* Rows *

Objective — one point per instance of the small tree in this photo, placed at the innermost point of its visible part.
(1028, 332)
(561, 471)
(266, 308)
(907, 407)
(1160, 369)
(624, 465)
---
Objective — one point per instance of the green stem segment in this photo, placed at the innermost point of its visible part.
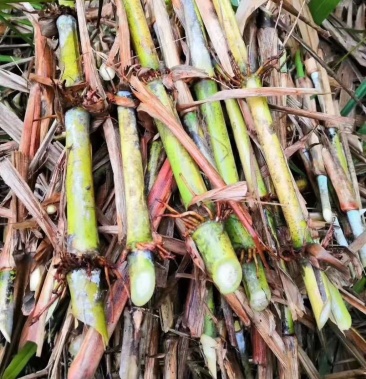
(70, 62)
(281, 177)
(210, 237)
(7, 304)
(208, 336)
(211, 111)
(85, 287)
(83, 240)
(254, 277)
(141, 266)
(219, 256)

* What you need to do *
Please pick out each line of the records above that contains the word "part" and copy those lines in full.

* Correct result *
Objective — one point per instance of the small tree in this photo, placed at the innermost point of its visible part.
Objective — one point per instance of the green stem segment in this photo, placed at the innermost point of its visible part.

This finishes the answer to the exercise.